Print exactly the lines from the one containing "mustache and report the pixel coordinates." through the last line of the listing, both included.

(Records of labeled points)
—————
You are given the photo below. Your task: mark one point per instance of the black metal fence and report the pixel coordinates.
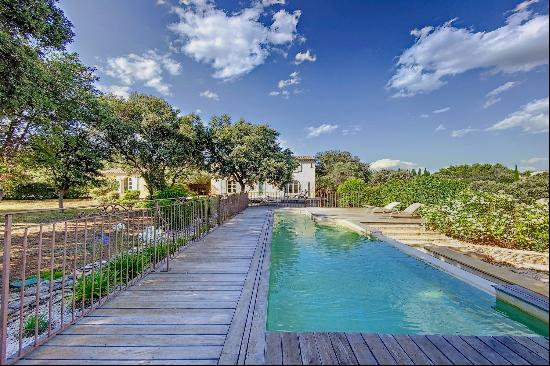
(54, 273)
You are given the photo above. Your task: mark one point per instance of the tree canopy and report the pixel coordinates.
(151, 138)
(334, 167)
(248, 153)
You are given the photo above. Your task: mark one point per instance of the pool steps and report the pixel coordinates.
(495, 281)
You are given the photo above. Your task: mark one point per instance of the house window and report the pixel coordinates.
(231, 186)
(293, 188)
(131, 183)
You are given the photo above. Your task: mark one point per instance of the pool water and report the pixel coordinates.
(327, 278)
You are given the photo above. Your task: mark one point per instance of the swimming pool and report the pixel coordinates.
(326, 278)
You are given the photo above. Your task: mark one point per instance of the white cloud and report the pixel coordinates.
(118, 90)
(304, 56)
(442, 110)
(351, 130)
(463, 132)
(392, 164)
(294, 79)
(524, 5)
(210, 95)
(147, 68)
(531, 118)
(535, 160)
(438, 53)
(323, 129)
(233, 44)
(493, 95)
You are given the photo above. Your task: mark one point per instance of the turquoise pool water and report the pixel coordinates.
(328, 278)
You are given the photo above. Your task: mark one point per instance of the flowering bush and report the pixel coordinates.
(495, 218)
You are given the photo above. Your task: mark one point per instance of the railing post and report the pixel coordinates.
(5, 289)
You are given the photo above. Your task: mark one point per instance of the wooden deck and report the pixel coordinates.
(183, 316)
(211, 308)
(376, 349)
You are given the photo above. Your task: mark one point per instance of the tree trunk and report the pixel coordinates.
(60, 196)
(242, 185)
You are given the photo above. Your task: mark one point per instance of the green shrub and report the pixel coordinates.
(105, 191)
(527, 189)
(31, 322)
(493, 218)
(352, 192)
(47, 275)
(120, 270)
(130, 195)
(422, 189)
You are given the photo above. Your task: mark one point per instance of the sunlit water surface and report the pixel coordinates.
(328, 278)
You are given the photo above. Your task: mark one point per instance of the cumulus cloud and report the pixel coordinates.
(531, 118)
(118, 90)
(535, 160)
(444, 51)
(351, 130)
(210, 95)
(392, 164)
(463, 132)
(233, 44)
(304, 56)
(493, 96)
(294, 79)
(147, 68)
(442, 110)
(323, 129)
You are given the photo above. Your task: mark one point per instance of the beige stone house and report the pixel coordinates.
(303, 183)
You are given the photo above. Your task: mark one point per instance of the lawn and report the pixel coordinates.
(52, 213)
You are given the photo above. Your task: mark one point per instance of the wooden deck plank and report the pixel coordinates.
(136, 329)
(324, 347)
(255, 352)
(146, 361)
(234, 349)
(533, 346)
(291, 349)
(144, 340)
(395, 349)
(380, 352)
(485, 350)
(430, 350)
(342, 349)
(540, 341)
(522, 351)
(413, 351)
(273, 349)
(468, 351)
(308, 349)
(182, 316)
(448, 350)
(504, 351)
(97, 354)
(360, 349)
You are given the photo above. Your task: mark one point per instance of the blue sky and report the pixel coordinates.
(398, 83)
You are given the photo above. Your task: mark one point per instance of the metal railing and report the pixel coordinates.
(57, 272)
(322, 199)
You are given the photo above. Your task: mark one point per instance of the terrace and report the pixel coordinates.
(206, 301)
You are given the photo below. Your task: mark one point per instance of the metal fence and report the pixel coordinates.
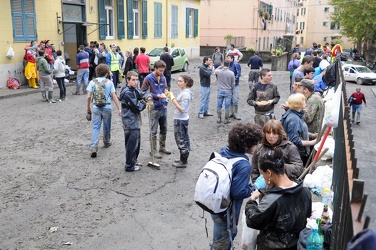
(349, 199)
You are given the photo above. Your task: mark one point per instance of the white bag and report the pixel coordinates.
(249, 235)
(10, 53)
(332, 108)
(212, 192)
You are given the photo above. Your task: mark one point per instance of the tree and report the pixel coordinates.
(356, 20)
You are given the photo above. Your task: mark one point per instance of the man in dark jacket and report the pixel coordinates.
(132, 103)
(155, 83)
(206, 70)
(167, 58)
(242, 139)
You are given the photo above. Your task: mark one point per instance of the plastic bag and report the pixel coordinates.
(249, 236)
(332, 108)
(10, 53)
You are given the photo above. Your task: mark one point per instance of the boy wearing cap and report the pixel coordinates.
(112, 60)
(314, 110)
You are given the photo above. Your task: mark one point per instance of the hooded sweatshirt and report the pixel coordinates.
(280, 216)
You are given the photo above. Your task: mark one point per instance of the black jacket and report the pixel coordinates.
(280, 216)
(205, 73)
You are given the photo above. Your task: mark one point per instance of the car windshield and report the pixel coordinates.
(363, 70)
(156, 52)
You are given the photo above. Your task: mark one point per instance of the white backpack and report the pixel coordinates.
(212, 191)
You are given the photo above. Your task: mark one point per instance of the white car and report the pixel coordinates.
(359, 74)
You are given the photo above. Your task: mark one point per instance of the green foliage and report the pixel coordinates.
(356, 18)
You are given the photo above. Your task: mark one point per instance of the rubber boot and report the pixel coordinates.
(162, 145)
(154, 148)
(50, 95)
(227, 117)
(219, 113)
(231, 114)
(183, 161)
(236, 117)
(44, 96)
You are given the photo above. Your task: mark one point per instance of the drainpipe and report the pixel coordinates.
(166, 23)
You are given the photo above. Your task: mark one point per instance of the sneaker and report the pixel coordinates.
(136, 168)
(179, 164)
(93, 153)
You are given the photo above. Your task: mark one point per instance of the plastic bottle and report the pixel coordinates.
(314, 241)
(325, 196)
(325, 215)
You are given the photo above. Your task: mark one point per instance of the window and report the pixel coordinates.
(191, 22)
(174, 21)
(109, 8)
(302, 25)
(157, 20)
(23, 20)
(134, 15)
(334, 26)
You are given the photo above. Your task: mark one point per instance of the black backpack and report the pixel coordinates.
(330, 75)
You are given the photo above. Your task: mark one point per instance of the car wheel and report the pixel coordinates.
(185, 67)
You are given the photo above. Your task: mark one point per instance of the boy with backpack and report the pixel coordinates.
(101, 90)
(242, 140)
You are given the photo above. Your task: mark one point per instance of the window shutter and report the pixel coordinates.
(130, 18)
(121, 25)
(187, 21)
(102, 20)
(195, 26)
(144, 19)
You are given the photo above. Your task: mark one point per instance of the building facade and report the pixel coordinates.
(314, 24)
(252, 23)
(69, 23)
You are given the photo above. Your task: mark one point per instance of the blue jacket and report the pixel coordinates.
(241, 172)
(235, 67)
(132, 103)
(296, 130)
(151, 84)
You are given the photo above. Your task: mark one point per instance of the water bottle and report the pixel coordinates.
(314, 241)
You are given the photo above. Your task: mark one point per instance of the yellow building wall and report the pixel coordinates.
(47, 28)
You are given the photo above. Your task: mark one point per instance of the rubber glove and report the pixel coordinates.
(169, 95)
(260, 182)
(150, 104)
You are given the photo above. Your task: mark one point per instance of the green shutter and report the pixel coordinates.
(144, 19)
(195, 26)
(157, 20)
(187, 11)
(121, 27)
(130, 18)
(102, 20)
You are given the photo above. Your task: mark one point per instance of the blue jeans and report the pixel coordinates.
(204, 100)
(158, 117)
(235, 96)
(82, 75)
(220, 233)
(224, 96)
(98, 115)
(132, 139)
(181, 135)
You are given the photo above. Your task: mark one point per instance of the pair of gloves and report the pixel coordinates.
(150, 102)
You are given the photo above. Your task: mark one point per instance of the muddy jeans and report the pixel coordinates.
(181, 135)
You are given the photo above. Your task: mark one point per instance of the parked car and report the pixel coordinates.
(359, 74)
(180, 58)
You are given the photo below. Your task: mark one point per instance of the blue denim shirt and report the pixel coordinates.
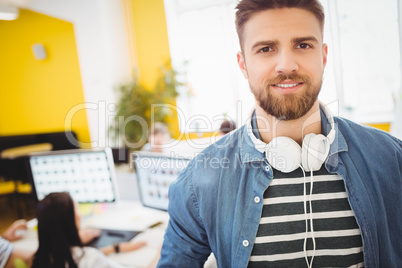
(213, 204)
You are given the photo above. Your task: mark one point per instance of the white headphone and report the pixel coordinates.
(286, 155)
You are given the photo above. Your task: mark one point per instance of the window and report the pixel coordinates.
(362, 75)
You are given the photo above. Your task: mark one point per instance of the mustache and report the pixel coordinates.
(280, 78)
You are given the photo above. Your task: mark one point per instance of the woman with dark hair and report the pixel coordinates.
(59, 241)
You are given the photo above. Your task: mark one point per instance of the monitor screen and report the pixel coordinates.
(88, 175)
(155, 173)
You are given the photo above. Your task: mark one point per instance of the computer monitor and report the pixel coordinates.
(155, 172)
(88, 175)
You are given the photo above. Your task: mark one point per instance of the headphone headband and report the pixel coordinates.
(261, 146)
—————
### FULL SOLUTION
You are given the photo above. Your task: mark one point per instance of the mustache and report the pixel coordinates.
(280, 78)
You are given the photo above. Your task: mark one point per instance of the woman with dark hair and report the pixel coordinates.
(59, 241)
You are given the photo above. Your task: mark one point per instance of the monitor screen and report the pixel coordinates.
(88, 175)
(155, 173)
You are given the photo above. Your task: mark one point per instance of the computer monitor and report the pixel coordinates.
(155, 172)
(88, 175)
You are given the photo above. Your task: mark one point per instance of the headphone headband and report the pixel coordinates.
(261, 146)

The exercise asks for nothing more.